Exercise passage.
Len Rowe

Personal information
- Full name: Leonard Charles Rowe
- Born: 23 January 1938 Northampton, Northamptonshire, England
- Died: 1 April 2009 (aged 71) Durham, County Durham, England
- Nickname: Len
- Batting: Right-handed
- Bowling: Right-handed

Domestic team information
- 1963–1966: Durham
- 1958: Oxford University

Career statistics
| Competition | First-class |
| Matches | 5 |
| Runs scored | 61 |
| Batting average | 7.62 |
| 100s/50s | –/– |
| Top score | 35 |
| Balls bowled | – |
| Wickets | – |
| Bowling average | – |
| 5 wickets in innings | – |
| 10 wickets in match | – |
| Best bowling | – |
| Catches/stumpings | 5/– |
- Source: Cricinfo, 12 August 2011

= Len Rowe =

English cricketer and rugby union player

Leonard Charles Rowe (23 January 1938 - 1 April 2009) was an English cricketer and rugby union player. In cricket, Rowe was a right-handed batsman. He was born in Northampton, Northamptonshire.

Having played for the Northamptonshire Second XI since 1955, Rowe later undertook studies at Oxford University, where he made his first-class debut for Oxford University against Gloucestershire in 1958. He made 4 further first-class appearances for the university in 1958, the last of which came against the touring New Zealanders. Used as an opening batsman, Rowe had little success in his brief first-class career, scoring 61 runs at an average of 7.62, with a highest score of 35, made after he had been shifted to the middle order. During this time he also played rugby union for both Northampton Saints and Oxford University.

Supplied records.

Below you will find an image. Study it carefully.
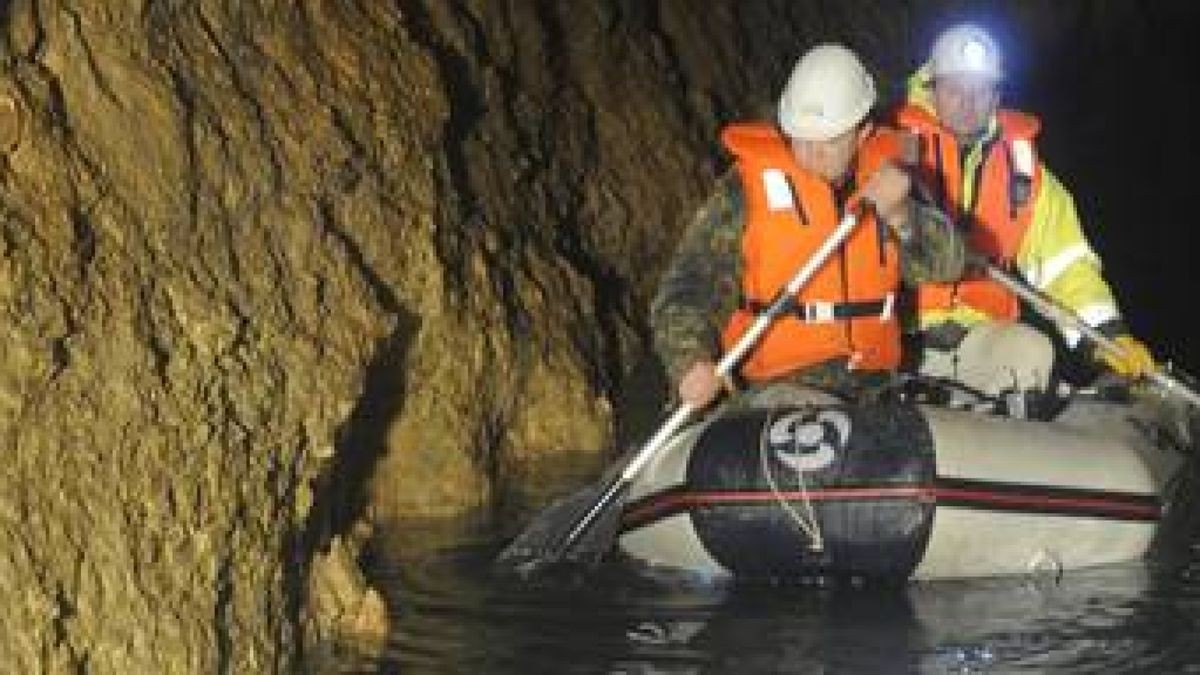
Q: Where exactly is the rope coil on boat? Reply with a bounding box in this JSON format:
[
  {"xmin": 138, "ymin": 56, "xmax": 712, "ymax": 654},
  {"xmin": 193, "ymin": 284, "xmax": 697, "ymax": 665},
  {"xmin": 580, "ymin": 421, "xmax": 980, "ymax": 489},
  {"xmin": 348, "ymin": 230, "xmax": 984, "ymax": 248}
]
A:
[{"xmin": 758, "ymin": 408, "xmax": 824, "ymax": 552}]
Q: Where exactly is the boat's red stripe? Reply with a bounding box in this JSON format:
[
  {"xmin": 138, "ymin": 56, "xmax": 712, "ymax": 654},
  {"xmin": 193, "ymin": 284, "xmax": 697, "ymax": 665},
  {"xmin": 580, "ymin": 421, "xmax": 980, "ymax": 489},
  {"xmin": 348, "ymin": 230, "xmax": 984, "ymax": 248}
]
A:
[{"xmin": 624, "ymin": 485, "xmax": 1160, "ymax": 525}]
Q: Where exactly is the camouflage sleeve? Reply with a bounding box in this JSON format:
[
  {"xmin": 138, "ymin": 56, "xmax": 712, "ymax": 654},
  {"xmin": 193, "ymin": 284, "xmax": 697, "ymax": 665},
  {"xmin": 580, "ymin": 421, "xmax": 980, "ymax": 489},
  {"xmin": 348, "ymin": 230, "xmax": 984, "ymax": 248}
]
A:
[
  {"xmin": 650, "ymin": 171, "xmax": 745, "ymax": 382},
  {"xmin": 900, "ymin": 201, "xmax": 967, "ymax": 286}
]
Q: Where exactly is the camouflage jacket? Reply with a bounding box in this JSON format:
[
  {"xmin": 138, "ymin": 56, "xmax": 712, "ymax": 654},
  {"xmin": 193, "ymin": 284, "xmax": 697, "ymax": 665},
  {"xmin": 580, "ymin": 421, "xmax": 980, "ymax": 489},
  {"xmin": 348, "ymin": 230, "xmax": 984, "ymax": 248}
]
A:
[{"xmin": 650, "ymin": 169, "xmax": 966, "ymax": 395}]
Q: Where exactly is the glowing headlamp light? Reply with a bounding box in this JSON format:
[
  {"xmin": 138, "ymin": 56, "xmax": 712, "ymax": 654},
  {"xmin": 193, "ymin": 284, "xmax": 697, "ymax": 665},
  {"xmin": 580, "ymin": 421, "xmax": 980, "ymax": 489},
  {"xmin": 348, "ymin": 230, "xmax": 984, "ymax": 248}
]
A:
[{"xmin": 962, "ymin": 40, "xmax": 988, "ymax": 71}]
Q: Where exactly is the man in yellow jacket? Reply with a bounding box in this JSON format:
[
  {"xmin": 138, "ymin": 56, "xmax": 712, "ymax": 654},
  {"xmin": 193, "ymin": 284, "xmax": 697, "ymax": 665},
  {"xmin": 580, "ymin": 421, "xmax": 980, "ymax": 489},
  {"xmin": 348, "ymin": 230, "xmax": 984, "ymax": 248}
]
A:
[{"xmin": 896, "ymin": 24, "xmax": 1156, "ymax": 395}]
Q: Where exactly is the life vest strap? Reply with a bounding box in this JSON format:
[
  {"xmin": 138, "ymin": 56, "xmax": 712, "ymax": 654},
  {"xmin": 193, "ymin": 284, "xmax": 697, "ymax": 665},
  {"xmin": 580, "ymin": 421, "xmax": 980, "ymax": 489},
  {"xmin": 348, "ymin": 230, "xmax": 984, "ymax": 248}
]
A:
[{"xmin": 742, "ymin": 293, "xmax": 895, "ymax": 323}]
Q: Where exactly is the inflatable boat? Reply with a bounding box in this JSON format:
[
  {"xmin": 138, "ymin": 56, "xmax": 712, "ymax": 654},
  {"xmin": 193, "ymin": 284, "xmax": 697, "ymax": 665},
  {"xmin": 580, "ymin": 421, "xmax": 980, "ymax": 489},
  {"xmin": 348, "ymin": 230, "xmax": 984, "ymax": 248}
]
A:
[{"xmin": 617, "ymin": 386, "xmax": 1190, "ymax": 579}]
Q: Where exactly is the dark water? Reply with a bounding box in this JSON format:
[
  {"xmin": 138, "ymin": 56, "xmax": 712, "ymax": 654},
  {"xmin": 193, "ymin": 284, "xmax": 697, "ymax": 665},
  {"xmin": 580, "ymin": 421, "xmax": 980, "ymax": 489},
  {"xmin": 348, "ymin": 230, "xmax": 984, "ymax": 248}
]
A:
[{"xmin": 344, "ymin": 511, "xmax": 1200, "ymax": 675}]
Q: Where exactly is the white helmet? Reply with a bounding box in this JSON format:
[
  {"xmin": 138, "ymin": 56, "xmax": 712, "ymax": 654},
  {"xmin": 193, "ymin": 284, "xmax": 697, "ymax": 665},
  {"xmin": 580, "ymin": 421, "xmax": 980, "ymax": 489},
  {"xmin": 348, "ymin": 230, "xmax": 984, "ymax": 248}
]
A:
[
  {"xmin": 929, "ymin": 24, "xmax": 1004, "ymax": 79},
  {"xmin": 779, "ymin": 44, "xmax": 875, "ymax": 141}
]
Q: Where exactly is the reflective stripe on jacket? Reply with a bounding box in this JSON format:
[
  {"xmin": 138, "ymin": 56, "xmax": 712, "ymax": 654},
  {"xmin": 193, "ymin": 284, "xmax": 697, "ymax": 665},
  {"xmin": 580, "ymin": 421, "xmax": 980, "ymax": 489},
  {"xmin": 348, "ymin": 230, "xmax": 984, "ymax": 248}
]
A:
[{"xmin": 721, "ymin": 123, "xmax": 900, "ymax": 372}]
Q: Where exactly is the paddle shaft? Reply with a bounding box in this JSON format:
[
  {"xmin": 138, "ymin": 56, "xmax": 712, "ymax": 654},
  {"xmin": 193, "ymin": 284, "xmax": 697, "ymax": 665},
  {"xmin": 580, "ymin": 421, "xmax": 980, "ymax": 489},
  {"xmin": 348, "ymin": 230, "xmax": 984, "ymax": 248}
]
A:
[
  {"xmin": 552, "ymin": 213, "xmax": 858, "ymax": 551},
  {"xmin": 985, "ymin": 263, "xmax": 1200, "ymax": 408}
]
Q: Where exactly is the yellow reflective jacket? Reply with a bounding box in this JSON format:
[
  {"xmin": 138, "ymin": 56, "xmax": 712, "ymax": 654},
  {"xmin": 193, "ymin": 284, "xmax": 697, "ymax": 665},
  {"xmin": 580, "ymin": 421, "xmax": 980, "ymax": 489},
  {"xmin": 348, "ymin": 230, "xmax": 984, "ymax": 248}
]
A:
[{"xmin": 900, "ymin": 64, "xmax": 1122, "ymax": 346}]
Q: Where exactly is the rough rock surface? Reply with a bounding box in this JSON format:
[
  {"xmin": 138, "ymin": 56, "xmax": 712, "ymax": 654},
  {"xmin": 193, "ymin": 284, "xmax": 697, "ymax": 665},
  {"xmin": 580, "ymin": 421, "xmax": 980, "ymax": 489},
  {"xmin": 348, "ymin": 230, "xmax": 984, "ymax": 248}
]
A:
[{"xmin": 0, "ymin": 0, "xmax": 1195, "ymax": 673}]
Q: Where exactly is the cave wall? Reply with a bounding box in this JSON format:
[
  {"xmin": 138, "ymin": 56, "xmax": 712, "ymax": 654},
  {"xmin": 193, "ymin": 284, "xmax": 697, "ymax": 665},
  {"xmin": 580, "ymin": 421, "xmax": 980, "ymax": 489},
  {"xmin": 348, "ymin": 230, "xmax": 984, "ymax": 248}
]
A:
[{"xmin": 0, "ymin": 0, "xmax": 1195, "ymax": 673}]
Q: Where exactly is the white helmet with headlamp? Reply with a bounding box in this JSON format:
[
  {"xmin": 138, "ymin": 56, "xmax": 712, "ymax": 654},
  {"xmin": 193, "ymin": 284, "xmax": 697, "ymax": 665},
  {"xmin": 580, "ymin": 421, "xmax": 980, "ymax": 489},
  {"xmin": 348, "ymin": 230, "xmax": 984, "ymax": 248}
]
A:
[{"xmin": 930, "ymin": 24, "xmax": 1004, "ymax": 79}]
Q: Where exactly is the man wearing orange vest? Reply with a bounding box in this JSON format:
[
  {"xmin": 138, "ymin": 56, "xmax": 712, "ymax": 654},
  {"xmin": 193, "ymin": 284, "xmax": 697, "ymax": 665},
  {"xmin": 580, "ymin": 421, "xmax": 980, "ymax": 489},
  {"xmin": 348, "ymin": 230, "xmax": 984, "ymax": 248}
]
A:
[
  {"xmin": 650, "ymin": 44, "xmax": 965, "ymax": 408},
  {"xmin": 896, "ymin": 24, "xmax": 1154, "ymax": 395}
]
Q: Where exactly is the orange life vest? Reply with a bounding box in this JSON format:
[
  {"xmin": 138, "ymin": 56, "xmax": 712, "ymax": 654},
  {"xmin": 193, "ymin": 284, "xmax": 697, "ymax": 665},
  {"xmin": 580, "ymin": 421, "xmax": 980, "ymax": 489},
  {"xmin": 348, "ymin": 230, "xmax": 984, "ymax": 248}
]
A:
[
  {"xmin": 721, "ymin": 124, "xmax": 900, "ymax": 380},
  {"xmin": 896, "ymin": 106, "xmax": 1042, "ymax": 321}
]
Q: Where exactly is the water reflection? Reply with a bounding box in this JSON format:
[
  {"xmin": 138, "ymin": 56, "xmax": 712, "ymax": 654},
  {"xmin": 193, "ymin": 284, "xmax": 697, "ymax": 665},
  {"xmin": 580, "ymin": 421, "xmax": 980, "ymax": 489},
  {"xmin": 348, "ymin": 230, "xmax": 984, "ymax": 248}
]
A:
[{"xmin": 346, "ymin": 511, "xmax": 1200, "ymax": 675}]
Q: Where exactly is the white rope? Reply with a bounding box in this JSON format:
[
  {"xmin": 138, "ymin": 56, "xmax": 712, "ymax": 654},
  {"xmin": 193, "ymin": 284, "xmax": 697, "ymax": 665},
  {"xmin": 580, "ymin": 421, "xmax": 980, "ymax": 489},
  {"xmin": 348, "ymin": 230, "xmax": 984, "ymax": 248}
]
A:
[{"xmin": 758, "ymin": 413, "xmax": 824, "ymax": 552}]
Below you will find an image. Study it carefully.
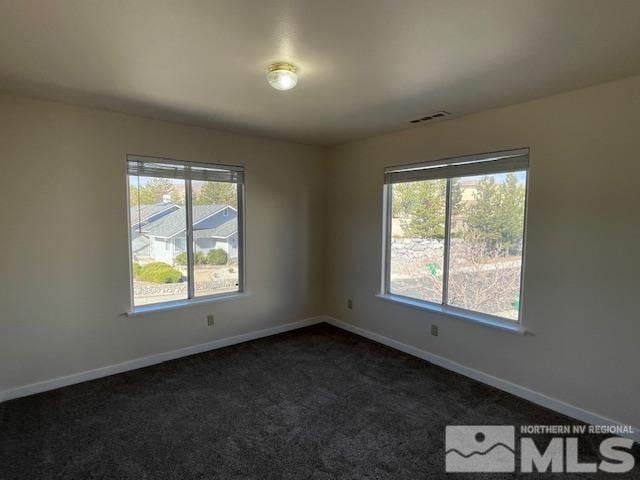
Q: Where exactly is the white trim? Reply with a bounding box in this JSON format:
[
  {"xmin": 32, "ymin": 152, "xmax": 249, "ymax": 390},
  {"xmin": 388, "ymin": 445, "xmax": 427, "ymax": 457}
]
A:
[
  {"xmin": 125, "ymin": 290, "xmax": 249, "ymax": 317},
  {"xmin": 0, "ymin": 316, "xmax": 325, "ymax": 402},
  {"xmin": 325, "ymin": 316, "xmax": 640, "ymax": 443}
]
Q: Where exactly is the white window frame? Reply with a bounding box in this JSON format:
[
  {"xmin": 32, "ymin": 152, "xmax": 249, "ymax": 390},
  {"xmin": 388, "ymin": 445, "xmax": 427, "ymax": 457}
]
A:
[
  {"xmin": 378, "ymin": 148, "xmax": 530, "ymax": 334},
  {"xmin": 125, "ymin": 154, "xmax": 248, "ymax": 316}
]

Work instruction A.
Summarize the article on Len Rowe in two sentences.
Work instruction B.
Carry on the article on Len Rowe, starting after its final sentence.

Exercise result A.
Leonard Charles Rowe (1938–2009) was an English cricketer and rugby union player, born in Northampton, who batted right-handed. After playing for the Northamptonshire Second XI from 1955, he made five first-class appearances for Oxford University in 1958, scoring 61 runs at an average of 7.62 with a top score of 35, and he also played rugby union for Northampton Saints and Oxford University.

Exercise result B.
He later joined Durham, making his debut for the county in the 1963 Minor Counties Championship against Cumberland. He played Minor counties cricket for Durham from 1963 to 1966, making 10 appearances in the Minor Counties Championship. Outside cricket, Rowe worked as a teacher. He taught English at Durham School, Ferryhill Comprehensive and Durham Johnston School, where he was head of English at the latter two. He retired from teaching in 1994. In later died at his home in Durham, County Durham on 1 April 2009, following a battle against cancer. He was survived by his wife, Margaret, four sons and eleven grandchildren.